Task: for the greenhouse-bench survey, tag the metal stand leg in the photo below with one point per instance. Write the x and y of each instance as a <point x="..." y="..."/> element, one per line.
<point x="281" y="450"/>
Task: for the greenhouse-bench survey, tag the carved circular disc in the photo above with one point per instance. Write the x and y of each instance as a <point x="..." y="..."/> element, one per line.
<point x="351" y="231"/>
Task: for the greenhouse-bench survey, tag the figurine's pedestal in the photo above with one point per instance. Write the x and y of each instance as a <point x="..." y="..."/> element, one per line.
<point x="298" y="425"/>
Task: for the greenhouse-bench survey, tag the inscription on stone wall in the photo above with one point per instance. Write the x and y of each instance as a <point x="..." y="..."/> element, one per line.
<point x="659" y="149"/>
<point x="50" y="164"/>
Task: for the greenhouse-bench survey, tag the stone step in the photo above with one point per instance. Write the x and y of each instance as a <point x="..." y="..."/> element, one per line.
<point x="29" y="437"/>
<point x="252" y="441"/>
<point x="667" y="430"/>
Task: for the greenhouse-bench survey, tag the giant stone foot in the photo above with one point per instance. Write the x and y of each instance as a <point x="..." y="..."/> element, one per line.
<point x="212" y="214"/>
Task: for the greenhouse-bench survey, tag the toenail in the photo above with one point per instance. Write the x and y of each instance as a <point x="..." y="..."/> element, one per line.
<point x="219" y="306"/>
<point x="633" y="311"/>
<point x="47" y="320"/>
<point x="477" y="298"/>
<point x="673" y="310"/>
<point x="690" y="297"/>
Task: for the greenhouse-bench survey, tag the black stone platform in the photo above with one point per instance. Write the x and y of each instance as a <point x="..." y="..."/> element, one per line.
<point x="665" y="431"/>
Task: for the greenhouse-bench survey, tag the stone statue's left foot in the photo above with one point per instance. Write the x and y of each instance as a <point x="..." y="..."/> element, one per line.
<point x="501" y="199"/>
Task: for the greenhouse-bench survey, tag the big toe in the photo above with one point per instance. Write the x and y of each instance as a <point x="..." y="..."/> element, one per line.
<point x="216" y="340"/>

──────────

### REQUIRED TASK:
Repeat exactly the lines starting at the line with "Task: for the greenhouse-bench survey, tag the inscription" and ending with the final line of the entries. Include nothing else.

### OUTPUT BELOW:
Task: for the greenhouse-bench survey, tag the inscription on stone wall in the photo above with one point per instance. Write the x and y of each instance as a <point x="..." y="..."/> element, one per line.
<point x="659" y="149"/>
<point x="50" y="164"/>
Task: for the greenhouse-bench survey, tag the stone step in the photo above with one point per instance. Write the x and y of each instance as a <point x="..." y="..."/> element, one per line.
<point x="29" y="437"/>
<point x="252" y="441"/>
<point x="667" y="430"/>
Task: for the greenhouse-bench survey, tag the giant stone foot in the photo above with one point per instance. Write the x and y of each instance as a <point x="..." y="..."/> element, one per line.
<point x="212" y="214"/>
Task: for the greenhouse-bench survey, tag the toenail in the photo above with one point per instance. Write the x and y of each instance as a <point x="..." y="..."/> element, one per line.
<point x="219" y="306"/>
<point x="633" y="311"/>
<point x="47" y="320"/>
<point x="477" y="298"/>
<point x="673" y="310"/>
<point x="690" y="297"/>
Task: for the greenhouse-bench survey, tag the black stone platform in the photo above with one point per instance. Write the x and y of each instance as a <point x="..." y="..."/> element, one per line.
<point x="665" y="431"/>
Task: for the greenhouse-bench survey, tag the stone statue's left foot in the photo above with one point per instance. Write the x and y of each instance as a <point x="..." y="..."/> element, one per line.
<point x="501" y="199"/>
Task: for the greenhouse-bench survey, tag the big toe in the photo above with one point per instance. Write the x and y of each instance as a <point x="..." y="..."/> element, one per line.
<point x="216" y="340"/>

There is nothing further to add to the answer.